◆ **Dataset content**

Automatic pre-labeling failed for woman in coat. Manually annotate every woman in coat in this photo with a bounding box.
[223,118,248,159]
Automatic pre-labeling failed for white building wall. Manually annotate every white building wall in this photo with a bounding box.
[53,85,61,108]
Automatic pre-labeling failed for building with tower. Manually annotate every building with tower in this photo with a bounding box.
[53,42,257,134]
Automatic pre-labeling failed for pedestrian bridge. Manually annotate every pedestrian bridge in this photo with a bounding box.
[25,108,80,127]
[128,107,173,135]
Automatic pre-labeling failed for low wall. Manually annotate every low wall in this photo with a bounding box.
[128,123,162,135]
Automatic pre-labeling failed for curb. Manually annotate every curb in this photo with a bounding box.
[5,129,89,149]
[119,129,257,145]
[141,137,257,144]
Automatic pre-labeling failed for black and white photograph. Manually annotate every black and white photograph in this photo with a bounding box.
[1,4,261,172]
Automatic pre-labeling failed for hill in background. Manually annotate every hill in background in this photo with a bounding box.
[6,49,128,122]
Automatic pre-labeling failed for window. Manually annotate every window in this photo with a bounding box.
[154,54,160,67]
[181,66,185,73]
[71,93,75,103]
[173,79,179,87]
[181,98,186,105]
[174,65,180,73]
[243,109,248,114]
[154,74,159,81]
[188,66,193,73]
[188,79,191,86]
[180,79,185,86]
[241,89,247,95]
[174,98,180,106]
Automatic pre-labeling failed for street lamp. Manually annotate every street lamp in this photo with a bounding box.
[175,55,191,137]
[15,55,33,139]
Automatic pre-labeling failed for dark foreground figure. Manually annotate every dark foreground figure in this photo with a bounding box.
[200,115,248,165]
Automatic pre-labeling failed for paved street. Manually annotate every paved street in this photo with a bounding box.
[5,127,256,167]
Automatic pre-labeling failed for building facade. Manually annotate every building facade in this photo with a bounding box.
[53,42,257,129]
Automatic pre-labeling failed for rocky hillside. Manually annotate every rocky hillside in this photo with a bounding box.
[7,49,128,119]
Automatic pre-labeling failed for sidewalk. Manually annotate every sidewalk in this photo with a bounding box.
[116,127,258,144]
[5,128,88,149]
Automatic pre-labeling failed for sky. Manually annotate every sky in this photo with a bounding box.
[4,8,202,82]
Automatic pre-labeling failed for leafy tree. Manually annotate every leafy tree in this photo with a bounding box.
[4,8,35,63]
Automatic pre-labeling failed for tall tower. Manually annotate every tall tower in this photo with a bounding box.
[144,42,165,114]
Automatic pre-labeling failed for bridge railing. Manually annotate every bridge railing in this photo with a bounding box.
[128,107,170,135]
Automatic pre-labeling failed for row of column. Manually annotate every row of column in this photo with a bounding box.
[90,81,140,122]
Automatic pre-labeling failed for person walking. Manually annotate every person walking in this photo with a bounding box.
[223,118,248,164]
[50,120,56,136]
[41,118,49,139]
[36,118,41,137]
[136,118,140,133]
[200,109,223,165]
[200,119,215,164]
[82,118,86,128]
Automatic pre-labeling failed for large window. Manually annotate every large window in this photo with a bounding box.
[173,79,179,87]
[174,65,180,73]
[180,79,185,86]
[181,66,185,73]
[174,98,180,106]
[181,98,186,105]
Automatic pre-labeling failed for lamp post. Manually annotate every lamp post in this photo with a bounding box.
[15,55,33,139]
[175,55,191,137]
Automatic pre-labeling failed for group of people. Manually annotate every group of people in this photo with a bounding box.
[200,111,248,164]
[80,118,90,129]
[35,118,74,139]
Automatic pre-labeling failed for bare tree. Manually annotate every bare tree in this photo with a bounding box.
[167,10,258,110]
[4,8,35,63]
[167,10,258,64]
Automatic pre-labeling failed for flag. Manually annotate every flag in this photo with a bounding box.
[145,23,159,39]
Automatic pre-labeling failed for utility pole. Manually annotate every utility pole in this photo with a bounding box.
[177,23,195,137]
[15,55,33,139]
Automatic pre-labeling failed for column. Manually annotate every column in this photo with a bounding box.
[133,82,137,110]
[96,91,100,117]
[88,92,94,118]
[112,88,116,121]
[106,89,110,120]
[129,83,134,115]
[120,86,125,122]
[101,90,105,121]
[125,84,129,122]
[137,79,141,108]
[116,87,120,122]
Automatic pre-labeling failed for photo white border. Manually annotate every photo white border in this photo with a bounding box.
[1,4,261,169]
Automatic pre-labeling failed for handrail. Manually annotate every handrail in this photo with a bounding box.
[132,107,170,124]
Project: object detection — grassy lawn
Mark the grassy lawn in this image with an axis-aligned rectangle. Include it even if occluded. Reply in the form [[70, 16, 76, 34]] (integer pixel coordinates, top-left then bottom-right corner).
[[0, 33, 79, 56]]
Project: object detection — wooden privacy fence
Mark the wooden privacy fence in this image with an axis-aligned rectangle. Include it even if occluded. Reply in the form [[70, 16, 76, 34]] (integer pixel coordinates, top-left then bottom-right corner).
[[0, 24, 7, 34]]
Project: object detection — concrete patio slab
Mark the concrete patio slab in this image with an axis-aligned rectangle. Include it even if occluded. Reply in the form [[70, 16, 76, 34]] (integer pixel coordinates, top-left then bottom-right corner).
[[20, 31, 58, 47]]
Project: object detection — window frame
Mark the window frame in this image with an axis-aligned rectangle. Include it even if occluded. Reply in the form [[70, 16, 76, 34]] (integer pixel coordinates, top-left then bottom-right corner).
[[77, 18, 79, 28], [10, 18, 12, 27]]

◆ **Set problem**
Rewrite all of the data above as a Markdown table with the columns Row and Line. Give each non-blank line its own row, numbered in order.

◆ **The output**
| Row | Line |
|---|---|
| 1 | Automatic pre-labeling failed for woman in coat. Manually annotate every woman in coat in this photo with a bounding box. |
| 2 | [223,118,248,159] |
| 3 | Automatic pre-labeling failed for white building wall. Manually annotate every white building wall in this photo with a bounding box. |
| 4 | [53,85,61,108] |
| 5 | Automatic pre-labeling failed for building with tower. Manually annotate every building with tower in this photo with a bounding box. |
| 6 | [53,42,257,134] |
| 7 | Automatic pre-labeling failed for pedestrian bridge. Manually annotate every pedestrian bridge in this photo with a bounding box. |
| 8 | [25,108,80,127] |
| 9 | [128,107,173,135] |
| 10 | Automatic pre-labeling failed for low wall. Manually annotate every low wall in this photo with a bounding box. |
| 11 | [128,123,162,135] |
| 12 | Automatic pre-labeling failed for curb. Manually annotate every curb in this photo with a bounding box. |
| 13 | [5,129,89,149] |
| 14 | [119,129,257,145] |
| 15 | [141,137,257,144] |
| 16 | Automatic pre-labeling failed for black and white photograph. Manually annotate every black and white photograph in this photo with a bounding box. |
| 17 | [1,4,261,172] |
| 18 | Automatic pre-labeling failed for hill in background. Manually annotate every hill in background in this photo with a bounding box. |
| 19 | [6,49,128,122] |
| 20 | Automatic pre-labeling failed for window. Manually annotate every window in this photo with a bounding box. |
| 21 | [154,54,160,67] |
| 22 | [181,66,185,73] |
| 23 | [71,93,75,103] |
| 24 | [173,79,179,87] |
| 25 | [181,98,186,105] |
| 26 | [174,65,180,73] |
| 27 | [243,109,248,114] |
| 28 | [154,74,159,81] |
| 29 | [188,66,193,73] |
| 30 | [188,79,191,86] |
| 31 | [180,79,185,86] |
| 32 | [241,89,247,95] |
| 33 | [174,98,180,106] |
| 34 | Automatic pre-labeling failed for street lamp. Manually annotate every street lamp in this photo with a bounding box. |
| 35 | [175,55,191,137] |
| 36 | [15,55,33,139] |
| 37 | Automatic pre-labeling failed for dark foreground figure. Manually annotate every dark foreground figure in this photo with a bounding box. |
| 38 | [200,115,248,165] |
| 39 | Automatic pre-labeling failed for paved street. Manually annotate every paved street in this photo with a bounding box. |
| 40 | [5,127,256,167] |
| 41 | Automatic pre-labeling failed for building facade. Manually annotate every building facade in this photo with a bounding box. |
| 42 | [53,42,257,129] |
| 43 | Automatic pre-labeling failed for rocky hillside. Manually annotate every rocky hillside in this photo with a bounding box. |
| 44 | [7,49,128,119] |
| 45 | Automatic pre-labeling failed for sidewalk. Manually annotate every sidewalk in this photo with a bounding box. |
| 46 | [116,127,258,144] |
| 47 | [5,128,88,149] |
| 48 | Automatic pre-labeling failed for sky. Manually annotate every sky in this photo with a bounding box. |
| 49 | [4,8,202,82] |
| 50 | Automatic pre-labeling failed for leafy tree. Manually annotate every leafy tree in this photo with a bounding box. |
| 51 | [4,8,35,63] |
| 52 | Automatic pre-labeling failed for tall tower. Manually annotate every tall tower in this photo with a bounding box. |
| 53 | [144,42,165,114] |
| 54 | Automatic pre-labeling failed for bridge railing. Manually annotate every bridge railing in this photo with a bounding box. |
| 55 | [128,107,170,135] |
| 56 | Automatic pre-labeling failed for row of column. Manually annotate every row of column in this photo with a bounding box. |
| 57 | [90,81,140,122] |
| 58 | Automatic pre-labeling failed for person walking. Manually annotate every person walking in this photo with a bounding box. |
| 59 | [223,118,248,164] |
| 60 | [50,120,56,136] |
| 61 | [41,118,49,139] |
| 62 | [36,118,41,137] |
| 63 | [136,118,140,133] |
| 64 | [200,109,223,165] |
| 65 | [200,119,215,164] |
| 66 | [82,118,86,128] |
| 67 | Automatic pre-labeling failed for large window. Manually annotate every large window in this photo with a bounding box. |
| 68 | [173,79,179,87] |
| 69 | [174,65,180,73] |
| 70 | [180,79,185,86] |
| 71 | [181,66,185,73] |
| 72 | [174,98,180,106] |
| 73 | [181,98,186,105] |
| 74 | Automatic pre-labeling failed for lamp post. Manually annotate every lamp post in this photo with a bounding box. |
| 75 | [15,55,33,139] |
| 76 | [175,55,191,137] |
| 77 | Automatic pre-labeling failed for group of people. Manually annotate every group of people in this photo with a bounding box. |
| 78 | [200,111,248,164] |
| 79 | [80,118,90,129] |
| 80 | [35,118,74,139] |
| 81 | Automatic pre-labeling failed for bare tree. Manually annotate every bare tree in this photo with a bounding box. |
| 82 | [167,10,258,110] |
| 83 | [4,8,35,63] |
| 84 | [167,10,258,64] |
| 85 | Automatic pre-labeling failed for flag. Manually annotate every flag in this photo with a bounding box. |
| 86 | [145,23,159,39] |
| 87 | Automatic pre-labeling failed for utility pole. Manually annotate every utility pole in this photo with a bounding box. |
| 88 | [177,23,195,137] |
| 89 | [15,55,33,139] |
| 90 | Automatic pre-labeling failed for column. Manually annotate every column in this photo with a bounding box. |
| 91 | [133,82,137,110] |
| 92 | [96,91,100,117] |
| 93 | [88,92,94,118] |
| 94 | [112,88,116,121] |
| 95 | [106,89,110,120] |
| 96 | [129,83,134,115] |
| 97 | [120,86,125,122] |
| 98 | [101,90,105,121] |
| 99 | [125,84,129,122] |
| 100 | [137,79,141,108] |
| 101 | [116,87,120,122] |
| 102 | Automatic pre-labeling failed for photo white border. Manually annotate every photo white border in this photo with a bounding box. |
| 103 | [1,4,261,169] |
| 104 | Automatic pre-labeling failed for handrail. Manually annotate every handrail in this photo with a bounding box. |
| 105 | [132,107,170,124] |
| 106 | Project: object detection — grassy lawn |
| 107 | Mark the grassy lawn in this image with an axis-aligned rectangle. Include it even if occluded. Reply in the form [[70, 16, 76, 34]] (integer pixel coordinates, top-left then bottom-right corner). |
| 108 | [[0, 33, 79, 56]] |
| 109 | Project: object detection — wooden privacy fence |
| 110 | Mark the wooden privacy fence in this image with an axis-aligned rectangle. Include it even if occluded. Reply in the form [[70, 16, 76, 34]] (integer pixel coordinates, top-left then bottom-right corner). |
| 111 | [[0, 24, 7, 34]] |
| 112 | Project: object detection — concrete patio slab |
| 113 | Mark the concrete patio slab in this image with an axis-aligned rectangle. Include it even if occluded. Reply in the form [[70, 16, 76, 34]] (integer pixel coordinates, top-left then bottom-right corner). |
| 114 | [[20, 31, 58, 47]] |
| 115 | Project: object detection — window frame |
| 116 | Mark the window frame in this image with an axis-aligned rectangle. Include it even if occluded. Reply in the form [[70, 16, 76, 34]] (integer pixel coordinates, top-left then bottom-right corner). |
| 117 | [[77, 18, 79, 28], [10, 18, 12, 27]] |